**Written task:**
Pull out the stretch of the listing below that runs from the line containing "Reviewer note: confirm that each instance of the autumn" through the listing's final line, and repeat each of those lines without any change.

[Object position labeling listing]
== == ==
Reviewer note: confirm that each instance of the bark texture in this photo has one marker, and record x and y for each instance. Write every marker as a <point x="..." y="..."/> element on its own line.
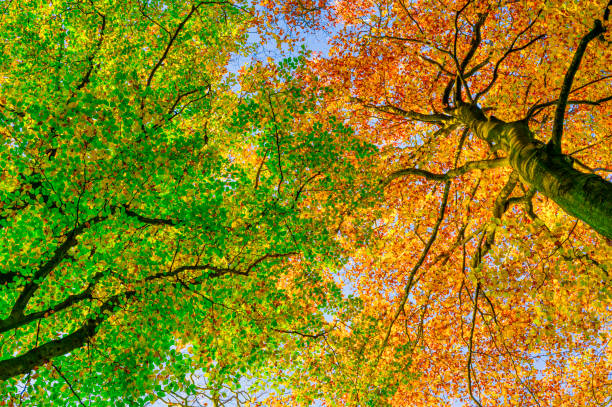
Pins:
<point x="587" y="197"/>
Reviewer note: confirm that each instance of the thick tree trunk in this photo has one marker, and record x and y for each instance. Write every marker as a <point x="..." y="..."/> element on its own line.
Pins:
<point x="587" y="197"/>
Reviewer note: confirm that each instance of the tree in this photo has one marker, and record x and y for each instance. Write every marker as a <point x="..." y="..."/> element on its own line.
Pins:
<point x="149" y="198"/>
<point x="485" y="274"/>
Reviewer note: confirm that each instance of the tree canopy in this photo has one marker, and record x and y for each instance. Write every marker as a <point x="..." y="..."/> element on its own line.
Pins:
<point x="423" y="216"/>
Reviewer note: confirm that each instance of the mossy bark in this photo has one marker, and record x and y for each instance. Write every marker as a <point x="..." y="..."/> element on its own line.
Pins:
<point x="587" y="197"/>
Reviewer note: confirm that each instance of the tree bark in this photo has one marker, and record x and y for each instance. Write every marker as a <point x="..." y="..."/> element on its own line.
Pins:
<point x="587" y="197"/>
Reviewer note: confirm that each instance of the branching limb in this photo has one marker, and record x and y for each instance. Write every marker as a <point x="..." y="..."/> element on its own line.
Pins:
<point x="409" y="114"/>
<point x="554" y="145"/>
<point x="416" y="267"/>
<point x="471" y="346"/>
<point x="467" y="167"/>
<point x="508" y="52"/>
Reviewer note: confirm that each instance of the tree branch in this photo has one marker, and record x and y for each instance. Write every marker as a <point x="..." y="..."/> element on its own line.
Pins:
<point x="467" y="167"/>
<point x="554" y="145"/>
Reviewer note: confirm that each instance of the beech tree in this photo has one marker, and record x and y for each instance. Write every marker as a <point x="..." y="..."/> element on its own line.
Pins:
<point x="148" y="199"/>
<point x="170" y="227"/>
<point x="485" y="274"/>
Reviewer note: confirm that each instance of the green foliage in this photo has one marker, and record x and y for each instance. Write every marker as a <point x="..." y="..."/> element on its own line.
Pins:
<point x="154" y="221"/>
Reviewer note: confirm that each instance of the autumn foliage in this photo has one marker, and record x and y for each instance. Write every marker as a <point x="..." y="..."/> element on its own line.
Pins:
<point x="421" y="216"/>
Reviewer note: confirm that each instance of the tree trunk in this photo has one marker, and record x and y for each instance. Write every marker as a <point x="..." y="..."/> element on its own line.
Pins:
<point x="587" y="197"/>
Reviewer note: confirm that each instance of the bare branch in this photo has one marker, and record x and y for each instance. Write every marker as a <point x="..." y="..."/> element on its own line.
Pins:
<point x="467" y="167"/>
<point x="554" y="145"/>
== == ==
**Exercise answer:**
Reviewer note: confirm that each instance of the autumn foliage in this photo has one marker, and record x and y for each instance. Write every marker as a <point x="..." y="..."/> element on its own line.
Pins:
<point x="421" y="216"/>
Reviewer note: confirm that each instance of the tree trunk in this photo has one marker, and record x and y for each instance. Write every marker as a <point x="..." y="..."/> element on its own line.
Pins:
<point x="587" y="197"/>
Reviewer note: confirm that each instance of the bare branch in this photo has one marker, and record x and y for each instance. Write every marker as a <point x="..." y="..."/> element on its own line.
Pins:
<point x="467" y="167"/>
<point x="554" y="145"/>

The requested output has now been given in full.